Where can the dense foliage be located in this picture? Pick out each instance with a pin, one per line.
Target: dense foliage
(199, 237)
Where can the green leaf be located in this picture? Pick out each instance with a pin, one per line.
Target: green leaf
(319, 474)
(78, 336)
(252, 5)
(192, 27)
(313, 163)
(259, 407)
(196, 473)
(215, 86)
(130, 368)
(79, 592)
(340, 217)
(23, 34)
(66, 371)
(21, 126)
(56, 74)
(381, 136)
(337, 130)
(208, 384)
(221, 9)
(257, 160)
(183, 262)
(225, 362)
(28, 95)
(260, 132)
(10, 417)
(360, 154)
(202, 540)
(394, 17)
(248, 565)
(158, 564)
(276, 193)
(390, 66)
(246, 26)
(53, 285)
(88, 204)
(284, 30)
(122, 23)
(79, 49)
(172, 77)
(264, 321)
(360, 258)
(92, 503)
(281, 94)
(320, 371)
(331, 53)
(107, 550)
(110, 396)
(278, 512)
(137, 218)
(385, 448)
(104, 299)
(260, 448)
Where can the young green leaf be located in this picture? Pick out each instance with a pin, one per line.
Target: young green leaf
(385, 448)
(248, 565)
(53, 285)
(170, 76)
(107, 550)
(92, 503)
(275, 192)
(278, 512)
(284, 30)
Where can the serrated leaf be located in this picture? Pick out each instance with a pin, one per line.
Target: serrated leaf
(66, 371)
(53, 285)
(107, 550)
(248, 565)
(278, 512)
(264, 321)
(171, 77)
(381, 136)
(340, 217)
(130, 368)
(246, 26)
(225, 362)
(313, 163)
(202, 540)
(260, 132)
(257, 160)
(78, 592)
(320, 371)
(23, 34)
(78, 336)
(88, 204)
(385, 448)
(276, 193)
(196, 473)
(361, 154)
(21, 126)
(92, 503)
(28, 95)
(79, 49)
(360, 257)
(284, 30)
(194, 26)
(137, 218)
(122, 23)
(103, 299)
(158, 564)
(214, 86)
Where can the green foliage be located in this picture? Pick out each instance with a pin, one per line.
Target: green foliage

_Your objective:_
Pull out each line of the entries that contains "with".

_Finished exercise:_
Where can the dense foliage be located in this picture? Pick out each instance with a pin, one per line.
Where can the green leaf be located in this picture? Pick out each instance with a pin, one per line.
Where can the young green leaf be located in this picture? Pick out each instance with a pin, one per line.
Where can the serrated leaf be located in this picture? Pick out each instance with a pin, one per line.
Where can the green foliage be located in this picture? Pick out each instance with a pin, one per line.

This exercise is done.